# [Exercise objective]
Copy the stretch of material from the line containing "point: small seedling" through the end of the material, both ends included, and shift every pixel coordinate in the answers by adding 79 to each x and y value. Keep every other line unchanged.

[Start Material supplied]

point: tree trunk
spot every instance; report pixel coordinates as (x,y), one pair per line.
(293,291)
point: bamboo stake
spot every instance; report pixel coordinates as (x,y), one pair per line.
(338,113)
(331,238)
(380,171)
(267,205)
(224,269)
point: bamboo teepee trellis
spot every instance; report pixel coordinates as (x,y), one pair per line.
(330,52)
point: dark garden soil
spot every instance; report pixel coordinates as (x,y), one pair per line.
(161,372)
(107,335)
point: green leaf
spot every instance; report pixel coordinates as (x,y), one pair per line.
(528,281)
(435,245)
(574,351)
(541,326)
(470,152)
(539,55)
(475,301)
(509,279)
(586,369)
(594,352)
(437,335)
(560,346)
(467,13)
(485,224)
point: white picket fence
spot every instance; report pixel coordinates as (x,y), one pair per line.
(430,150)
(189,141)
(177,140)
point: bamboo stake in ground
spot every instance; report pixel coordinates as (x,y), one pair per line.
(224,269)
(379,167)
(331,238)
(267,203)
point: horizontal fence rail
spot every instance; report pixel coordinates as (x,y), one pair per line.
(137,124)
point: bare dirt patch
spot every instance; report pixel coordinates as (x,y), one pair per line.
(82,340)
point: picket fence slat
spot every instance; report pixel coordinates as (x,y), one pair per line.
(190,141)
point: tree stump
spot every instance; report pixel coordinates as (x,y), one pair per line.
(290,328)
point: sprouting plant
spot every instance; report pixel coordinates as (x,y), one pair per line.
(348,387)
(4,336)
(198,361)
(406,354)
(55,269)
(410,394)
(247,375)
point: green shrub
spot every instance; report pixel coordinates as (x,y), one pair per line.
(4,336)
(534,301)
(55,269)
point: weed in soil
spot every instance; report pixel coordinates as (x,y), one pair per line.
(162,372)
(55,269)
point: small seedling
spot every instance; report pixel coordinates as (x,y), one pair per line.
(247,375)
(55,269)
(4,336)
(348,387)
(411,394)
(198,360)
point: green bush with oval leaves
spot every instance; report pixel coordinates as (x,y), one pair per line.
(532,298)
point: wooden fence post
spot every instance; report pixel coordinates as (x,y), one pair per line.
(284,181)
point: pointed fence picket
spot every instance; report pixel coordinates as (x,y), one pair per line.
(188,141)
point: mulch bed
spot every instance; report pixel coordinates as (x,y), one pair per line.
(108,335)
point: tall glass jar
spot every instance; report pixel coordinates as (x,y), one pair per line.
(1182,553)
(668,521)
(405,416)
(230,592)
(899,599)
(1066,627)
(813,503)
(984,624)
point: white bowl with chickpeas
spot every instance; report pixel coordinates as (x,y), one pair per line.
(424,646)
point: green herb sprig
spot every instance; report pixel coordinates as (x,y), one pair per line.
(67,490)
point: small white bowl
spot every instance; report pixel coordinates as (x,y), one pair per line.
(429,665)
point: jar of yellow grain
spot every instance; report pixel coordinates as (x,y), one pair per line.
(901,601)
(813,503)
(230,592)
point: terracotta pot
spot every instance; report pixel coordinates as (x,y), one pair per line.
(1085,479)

[End Material supplied]

# [Full output]
point: small seedling
spot every instance; report pixel coordinates as (x,y), one pair per line.
(326,454)
(134,348)
(83,415)
(427,466)
(490,473)
(277,439)
point: green bush with oval leaves
spot every instance; report pixel coordinates as (x,y), one pair per line.
(611,377)
point: wooden fence post
spot every instance; report pixel coordinates as (x,y), one pair per line.
(363,260)
point: pointed fence picket
spot every instance; report pixel coordinates as (x,y), one pair per line.
(267,220)
point: mulch bed
spot every instance; report pixel coordinates as (x,y), one pair per line.
(187,414)
point: tall glass jar
spot every instance; report pixel coordinates as (x,y), one pair per line.
(1261,632)
(747,600)
(484,495)
(309,671)
(978,678)
(1145,706)
(892,582)
(1063,703)
point: white bowl with chickpeas
spot every instance; report pixel coordinates as (x,y), one pair per line.
(503,725)
point: green herb sprig
spot every instance; report pixel coordinates as (x,y), one pair per line.
(146,569)
point: small white bowl
spot every instance; report pixel coordinates as (x,y), one pair per line.
(508,744)
point: jar of yellow grain
spot every instance; report pixel coordinates as (x,y), one pair per line.
(980,680)
(892,582)
(309,671)
point: terracotta pot
spot every instance; report pixel coordinates as (x,y), one pair per line.
(1164,558)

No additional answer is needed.